Monte Carlo methods have revolutionized programming and engineering.

These methods use the power of randomness, which makes them effective tools that help developers solve difficult problems in many fields.

Monte Carlo methods have been adopted in physics, finance, engineering and many other areas where deterministic methods are often impractical to solve problems.

With Monte Carlo methods, simulations and very complex computations have become efficient and easy to manage.

There are many variants of Monte Carlo methods. But all of them share the idea of using randomness to approximate solutions to hard problems. In this article, you'll learn all about Monte Carlo methods.

What we'll cover:

Pre-requisites

You should have a basic knowledge of statistics to understand everything in this article.

If you need to brush up on your stats skills, I recommend checking out this freeCodeCamp course:

Understanding Monte Carlo Methods Through an Analogy

Image Photo by veeterzy on Pexels

Imagine you want to find the average height of trees in a big forest.

TASK DESCRIPTION: Please say whether each statement agrees with the Monte Carlo article, answering yes or no and quoting the words from the article that decide it: (a) Monte Carlo methods are used in finance. (b) The variants of Monte Carlo methods rely on deterministic computation instead of randomness. (c) A basic knowledge of statistics is expected of readers. You can set aside the entries that follow the Monte Carlo article; none of them is needed.

Stored data entries
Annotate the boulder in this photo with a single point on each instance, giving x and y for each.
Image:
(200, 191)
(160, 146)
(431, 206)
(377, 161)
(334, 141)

TASK OUTPUT:
(a) Yes: "Monte Carlo methods have been adopted in physics, finance, engineering and many other areas"
(b) No: "all of them share the idea of using randomness to approximate solutions to hard problems"
(c) Yes: "You should have a basic knowledge of statistics to understand everything in this article."